# What is expected
Go through the following data and transcribe exactly the stretch of lines from the one holding "Target: wooden floor" to the one holding "Put a point on every instance of the white hydrangea.", both included.

# Materials provided
- - - - -

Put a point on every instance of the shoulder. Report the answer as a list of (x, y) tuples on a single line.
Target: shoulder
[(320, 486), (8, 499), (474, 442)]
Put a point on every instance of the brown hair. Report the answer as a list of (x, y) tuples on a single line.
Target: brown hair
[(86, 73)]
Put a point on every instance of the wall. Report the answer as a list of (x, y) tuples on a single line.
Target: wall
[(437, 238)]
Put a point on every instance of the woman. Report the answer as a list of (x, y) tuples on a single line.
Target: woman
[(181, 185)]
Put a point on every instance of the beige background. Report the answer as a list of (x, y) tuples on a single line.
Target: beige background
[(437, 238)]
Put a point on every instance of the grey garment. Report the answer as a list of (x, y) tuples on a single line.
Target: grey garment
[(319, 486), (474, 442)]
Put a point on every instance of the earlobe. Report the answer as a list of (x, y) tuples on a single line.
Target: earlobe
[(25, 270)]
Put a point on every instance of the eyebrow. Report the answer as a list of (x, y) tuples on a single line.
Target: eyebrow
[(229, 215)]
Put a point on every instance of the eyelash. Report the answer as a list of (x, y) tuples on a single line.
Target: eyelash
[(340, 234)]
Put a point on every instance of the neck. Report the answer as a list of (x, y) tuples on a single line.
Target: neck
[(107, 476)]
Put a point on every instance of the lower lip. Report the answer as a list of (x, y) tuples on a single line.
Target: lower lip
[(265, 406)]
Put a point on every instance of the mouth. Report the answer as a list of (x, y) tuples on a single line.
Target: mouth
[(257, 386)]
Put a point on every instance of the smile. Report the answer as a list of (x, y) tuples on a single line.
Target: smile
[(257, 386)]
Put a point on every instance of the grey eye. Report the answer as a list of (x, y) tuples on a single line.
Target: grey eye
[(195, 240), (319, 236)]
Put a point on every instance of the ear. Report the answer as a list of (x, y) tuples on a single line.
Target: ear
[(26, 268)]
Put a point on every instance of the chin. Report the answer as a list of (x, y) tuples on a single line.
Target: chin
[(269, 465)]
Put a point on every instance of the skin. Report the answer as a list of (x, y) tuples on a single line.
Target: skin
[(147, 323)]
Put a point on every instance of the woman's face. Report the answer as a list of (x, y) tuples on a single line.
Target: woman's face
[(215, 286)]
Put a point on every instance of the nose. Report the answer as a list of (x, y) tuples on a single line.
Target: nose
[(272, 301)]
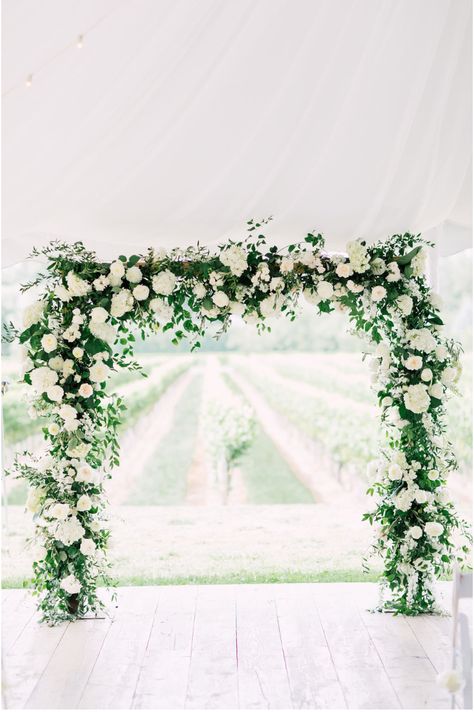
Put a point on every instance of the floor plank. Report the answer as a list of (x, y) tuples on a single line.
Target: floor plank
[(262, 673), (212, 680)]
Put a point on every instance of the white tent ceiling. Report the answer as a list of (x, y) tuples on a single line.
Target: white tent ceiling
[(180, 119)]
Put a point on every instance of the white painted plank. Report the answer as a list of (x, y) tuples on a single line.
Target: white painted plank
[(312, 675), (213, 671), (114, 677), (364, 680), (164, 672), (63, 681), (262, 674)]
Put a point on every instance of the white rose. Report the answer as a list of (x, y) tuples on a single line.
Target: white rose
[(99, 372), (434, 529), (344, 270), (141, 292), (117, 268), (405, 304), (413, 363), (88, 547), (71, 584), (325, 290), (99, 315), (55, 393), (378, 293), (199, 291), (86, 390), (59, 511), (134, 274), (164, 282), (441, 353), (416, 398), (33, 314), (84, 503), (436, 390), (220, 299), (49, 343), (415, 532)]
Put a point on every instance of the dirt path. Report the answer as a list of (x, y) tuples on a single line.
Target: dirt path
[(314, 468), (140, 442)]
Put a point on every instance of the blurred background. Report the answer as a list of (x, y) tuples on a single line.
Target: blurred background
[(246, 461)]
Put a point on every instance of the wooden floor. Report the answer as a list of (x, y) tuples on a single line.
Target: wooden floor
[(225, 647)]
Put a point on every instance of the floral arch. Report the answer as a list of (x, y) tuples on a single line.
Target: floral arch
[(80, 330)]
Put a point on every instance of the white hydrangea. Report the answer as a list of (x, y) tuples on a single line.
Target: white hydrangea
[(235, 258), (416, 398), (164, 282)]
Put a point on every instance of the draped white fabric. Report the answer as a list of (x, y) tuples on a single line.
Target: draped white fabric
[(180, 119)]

- - - - -

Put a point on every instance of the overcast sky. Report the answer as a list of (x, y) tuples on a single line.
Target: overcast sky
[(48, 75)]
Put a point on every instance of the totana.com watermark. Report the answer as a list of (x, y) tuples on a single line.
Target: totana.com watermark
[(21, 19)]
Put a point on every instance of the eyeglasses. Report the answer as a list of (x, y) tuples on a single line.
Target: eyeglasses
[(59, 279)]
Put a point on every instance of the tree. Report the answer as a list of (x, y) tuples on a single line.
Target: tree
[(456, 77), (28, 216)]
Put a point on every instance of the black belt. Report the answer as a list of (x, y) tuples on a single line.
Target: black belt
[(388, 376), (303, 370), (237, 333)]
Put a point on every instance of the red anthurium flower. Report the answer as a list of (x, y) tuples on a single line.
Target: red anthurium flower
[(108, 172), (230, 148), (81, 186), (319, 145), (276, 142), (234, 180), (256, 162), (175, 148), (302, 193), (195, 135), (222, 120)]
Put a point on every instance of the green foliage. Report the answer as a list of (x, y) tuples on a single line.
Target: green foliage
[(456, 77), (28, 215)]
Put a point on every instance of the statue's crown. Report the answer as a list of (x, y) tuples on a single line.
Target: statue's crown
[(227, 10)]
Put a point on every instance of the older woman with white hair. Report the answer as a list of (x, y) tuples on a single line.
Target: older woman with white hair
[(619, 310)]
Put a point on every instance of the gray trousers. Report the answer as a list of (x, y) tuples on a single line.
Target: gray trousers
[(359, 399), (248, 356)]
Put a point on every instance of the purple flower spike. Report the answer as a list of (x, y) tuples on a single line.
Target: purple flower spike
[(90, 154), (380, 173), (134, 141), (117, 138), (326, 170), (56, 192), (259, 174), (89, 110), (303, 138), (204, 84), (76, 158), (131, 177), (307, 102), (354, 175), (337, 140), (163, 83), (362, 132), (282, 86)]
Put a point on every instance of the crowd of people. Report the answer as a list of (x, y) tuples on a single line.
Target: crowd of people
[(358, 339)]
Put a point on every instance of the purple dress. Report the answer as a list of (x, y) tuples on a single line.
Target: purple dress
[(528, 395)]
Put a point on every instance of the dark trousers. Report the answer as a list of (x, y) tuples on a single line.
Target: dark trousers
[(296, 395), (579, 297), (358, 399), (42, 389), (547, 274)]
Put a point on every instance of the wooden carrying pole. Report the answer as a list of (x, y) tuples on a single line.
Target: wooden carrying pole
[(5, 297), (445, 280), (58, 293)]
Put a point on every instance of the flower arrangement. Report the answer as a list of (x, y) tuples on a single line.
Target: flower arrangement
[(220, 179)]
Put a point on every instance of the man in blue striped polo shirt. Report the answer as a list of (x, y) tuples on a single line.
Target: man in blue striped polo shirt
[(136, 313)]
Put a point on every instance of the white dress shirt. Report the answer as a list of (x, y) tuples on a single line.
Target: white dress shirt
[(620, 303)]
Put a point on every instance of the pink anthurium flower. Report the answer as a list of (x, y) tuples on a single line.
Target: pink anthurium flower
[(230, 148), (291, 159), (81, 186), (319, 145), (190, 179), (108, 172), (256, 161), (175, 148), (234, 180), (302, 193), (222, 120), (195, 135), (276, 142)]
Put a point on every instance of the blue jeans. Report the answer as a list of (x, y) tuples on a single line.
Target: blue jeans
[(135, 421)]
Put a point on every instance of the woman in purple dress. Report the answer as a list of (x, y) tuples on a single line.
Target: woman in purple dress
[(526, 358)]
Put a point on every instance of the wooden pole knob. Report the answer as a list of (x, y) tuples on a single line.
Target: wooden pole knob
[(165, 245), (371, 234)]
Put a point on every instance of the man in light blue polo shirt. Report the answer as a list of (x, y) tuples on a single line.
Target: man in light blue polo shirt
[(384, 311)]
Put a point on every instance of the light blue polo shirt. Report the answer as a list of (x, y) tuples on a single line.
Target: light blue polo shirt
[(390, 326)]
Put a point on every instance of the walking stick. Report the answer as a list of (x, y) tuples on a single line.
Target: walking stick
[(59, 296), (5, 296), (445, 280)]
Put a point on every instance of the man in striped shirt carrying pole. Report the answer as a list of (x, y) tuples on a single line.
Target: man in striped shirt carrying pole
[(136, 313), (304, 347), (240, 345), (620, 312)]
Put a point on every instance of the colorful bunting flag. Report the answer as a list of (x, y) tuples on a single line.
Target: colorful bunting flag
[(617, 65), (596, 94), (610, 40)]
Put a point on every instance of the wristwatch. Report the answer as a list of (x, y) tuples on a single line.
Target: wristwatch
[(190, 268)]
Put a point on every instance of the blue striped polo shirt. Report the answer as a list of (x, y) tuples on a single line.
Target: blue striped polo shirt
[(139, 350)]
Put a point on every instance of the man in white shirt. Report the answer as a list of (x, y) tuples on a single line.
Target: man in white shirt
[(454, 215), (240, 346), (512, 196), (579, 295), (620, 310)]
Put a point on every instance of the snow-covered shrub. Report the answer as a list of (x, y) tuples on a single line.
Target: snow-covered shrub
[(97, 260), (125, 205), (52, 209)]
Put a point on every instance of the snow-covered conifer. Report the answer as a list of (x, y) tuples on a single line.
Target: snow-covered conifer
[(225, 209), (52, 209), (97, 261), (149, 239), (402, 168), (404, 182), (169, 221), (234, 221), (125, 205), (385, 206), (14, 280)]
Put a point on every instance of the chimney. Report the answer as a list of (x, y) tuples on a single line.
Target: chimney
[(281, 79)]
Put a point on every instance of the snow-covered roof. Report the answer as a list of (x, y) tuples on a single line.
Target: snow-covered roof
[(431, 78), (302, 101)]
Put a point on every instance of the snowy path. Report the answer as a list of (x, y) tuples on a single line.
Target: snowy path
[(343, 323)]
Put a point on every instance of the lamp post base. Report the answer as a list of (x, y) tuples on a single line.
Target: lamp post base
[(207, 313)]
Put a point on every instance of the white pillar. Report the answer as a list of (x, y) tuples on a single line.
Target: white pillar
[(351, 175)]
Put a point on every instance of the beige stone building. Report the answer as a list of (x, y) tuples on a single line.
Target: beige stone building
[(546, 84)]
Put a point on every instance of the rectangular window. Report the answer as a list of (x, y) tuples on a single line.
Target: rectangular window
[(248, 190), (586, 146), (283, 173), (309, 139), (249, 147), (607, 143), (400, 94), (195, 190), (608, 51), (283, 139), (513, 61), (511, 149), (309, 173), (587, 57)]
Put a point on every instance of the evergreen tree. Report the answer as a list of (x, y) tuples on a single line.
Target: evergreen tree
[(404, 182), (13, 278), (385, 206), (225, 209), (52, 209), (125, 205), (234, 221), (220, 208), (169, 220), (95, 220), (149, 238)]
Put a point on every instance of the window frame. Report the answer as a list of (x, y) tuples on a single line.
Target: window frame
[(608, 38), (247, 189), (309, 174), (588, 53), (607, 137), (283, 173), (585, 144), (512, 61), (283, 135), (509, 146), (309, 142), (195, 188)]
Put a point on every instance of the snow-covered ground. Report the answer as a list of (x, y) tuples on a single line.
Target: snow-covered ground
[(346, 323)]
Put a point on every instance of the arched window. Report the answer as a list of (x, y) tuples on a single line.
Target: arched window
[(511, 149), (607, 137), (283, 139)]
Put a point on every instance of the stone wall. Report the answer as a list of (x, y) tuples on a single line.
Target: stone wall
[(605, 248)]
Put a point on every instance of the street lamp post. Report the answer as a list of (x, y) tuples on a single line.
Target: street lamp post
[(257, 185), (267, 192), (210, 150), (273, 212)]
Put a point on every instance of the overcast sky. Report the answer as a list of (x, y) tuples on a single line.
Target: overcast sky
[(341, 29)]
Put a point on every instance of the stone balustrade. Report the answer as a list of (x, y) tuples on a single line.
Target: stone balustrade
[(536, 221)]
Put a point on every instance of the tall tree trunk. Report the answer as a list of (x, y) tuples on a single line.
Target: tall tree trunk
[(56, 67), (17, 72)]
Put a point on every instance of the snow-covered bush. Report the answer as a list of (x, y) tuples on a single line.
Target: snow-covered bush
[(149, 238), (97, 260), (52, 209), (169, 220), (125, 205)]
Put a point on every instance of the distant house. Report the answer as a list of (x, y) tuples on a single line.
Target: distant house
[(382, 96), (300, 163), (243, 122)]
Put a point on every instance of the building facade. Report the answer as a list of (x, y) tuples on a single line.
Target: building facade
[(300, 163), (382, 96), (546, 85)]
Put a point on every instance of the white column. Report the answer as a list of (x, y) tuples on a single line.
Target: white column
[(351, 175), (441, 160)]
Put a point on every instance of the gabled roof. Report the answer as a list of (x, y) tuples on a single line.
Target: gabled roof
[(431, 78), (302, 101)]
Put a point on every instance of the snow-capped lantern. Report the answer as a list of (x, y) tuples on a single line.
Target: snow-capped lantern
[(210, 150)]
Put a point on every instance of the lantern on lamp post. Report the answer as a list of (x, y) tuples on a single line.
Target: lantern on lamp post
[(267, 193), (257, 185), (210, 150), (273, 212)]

- - - - -

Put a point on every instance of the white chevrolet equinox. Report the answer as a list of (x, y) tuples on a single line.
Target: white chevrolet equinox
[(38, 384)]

- - - - -

# Result for this exercise
Target: wooden floor
[(225, 647)]
Put a point on every instance of the floral arch. Report the answer as a list of (x, y) tuples on a single line.
Target: floral arch
[(80, 330)]
Put a point on every instance of the white hydrangea. Report the answer as a list of (x, y) tuples on a single line.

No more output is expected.